Automated assessment of suspiciousness of people

in public spaces from path tracking


Neil C. Rowe, Jonathan Roberts, and E. John Custy

MOVES (Modeling, Virtual Reality, and Simulation) Institute

U.S.  Naval Postgraduate School, Monterey , CA 93943 USA

(831) 858-2462, fax (831) 656-2814

ncrowe at,, ejcusty at   




We assess the suspiciousness of people moving in a public space from images taken one per second.  We track people by comparing difference images with respect to the background and iteratively matching regions.  We then test deception clues of position, velocity, acceleration, relative size, inconsistency in path direction, and path shortness.


Keywords: surveillance, suspiciousness, body, tracking, deception









Detecting suspicious behavior in public spaces is important in combating theft and terrorism.  Automated monitoring is helpful because there are so many places to monitor and insufficient personnel to monitor them (Hackwood and Potter 1999).  Suspiciousness is not the same as anomalousness; suspiciousness requires additional evidence of deceptiveness in concealment or switching between goals.  Spatial aspects of crime are studied in environmental criminology (Rossmo 2000) and we can build on some of their results.  This work tested six simple suspiciousness factors from overall-body motions of people moving through a public area.  Limiting ourselves to such motions invades privacy less than methods that analyze faces and gestures (Leibe et al 2005; Meservy et al 2005) and such data is also obtainable from inexpensive networks of nonimaging sensors (Horton et al 2002).


Tracking of people


We used mostly standard methods to track people from a fixed camera viewpoint (Aggarwal and Cai 1997; Wren et al 1997; Green and Guan 2004), preferring region matching to particle filtering methods because it sufficed for the required level of accuracy.  We obtained sequences of still color photographs from a fixed camera of public scenes at our school from around 30 meters away.  Most were 320 by 240 pixels (higher resolutions did not provide significantly better performance), and were in sequences of around 100 images taken one per second (like Figure 1).  We constructed a background image for each sequence from nine images spaced evenly through the sequence, processed first in groups of three and then with the three intermediate images.  For each group of three and for each pixel, the color most different from the others was excluded, and the average taken of the remaining two.  Since moving objects were rare at any one pixel, this usually found the background color.  We then subtracted each image from the background image (with overall brightness adjusted to keep constant the mean brightness) and segmented using a difference-magnitude threshold set by training runs to yield 95% of the pixels of people in the images.

## DATA
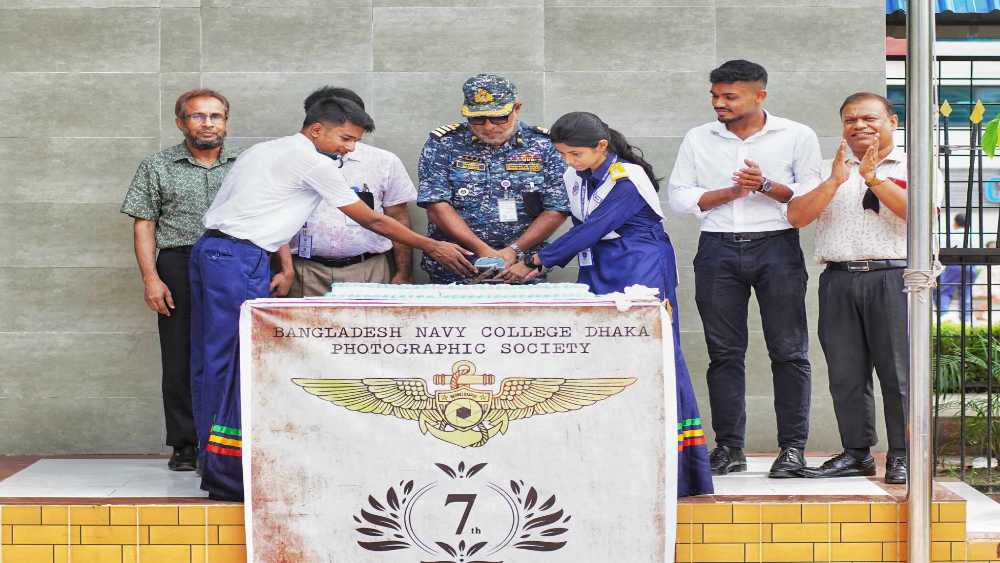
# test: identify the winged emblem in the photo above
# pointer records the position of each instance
(461, 414)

## REQUESTS
A - In the paper on judging suspiciousness from path tracking, how many images were used to build the background image for each sequence?
B - Write the next part of the paper on judging suspiciousness from path tracking, picking up after its final sentence.
The data has nothing to do with the paper on tracking people in public spaces.

## PER-TASK ANSWERS
A - Nine images, spaced evenly through the sequence.

B -
Figure 1: Example surveillance image.


Good estimation of the average size and shape of a person at a location in the image improved segmentation.  We fit regressions for person-region height as a quadratic function of the horizontal and vertical image coordinates.  Another clue is the height/width ratio of people, which averaged around 1.9 for instance for Figure 1.  When difference regions were more than 50% beyond the expected size or width of people (as when people walk side by side), we circumnavigated them to find concave points, then split the regions between pairs of points to maximize the evenness of the split.  When regions were too small (as when color differences disconnected the tops and bottoms of people), we merged the region pairs in good vertical alignment.  We tried to identify head and shadow regions since head regions should not be merged above and shadow regions should not be merged below; head regions are near-circular in a narrow range of sizes, and shadow regions often have low height/width ratios.  To test performance, we noted for six randomly chosen image sequences a total of134 regions that corresponded to most of a person, 8 that corresponded to less than half of a person, 14 regions that corresponded to more than one person, and 25 other regions (most of which due to camera jiggle).  Thus precision of finding whole people was 0.74; recall was around 0.98 since the only missed people were those stationary over 90 seconds.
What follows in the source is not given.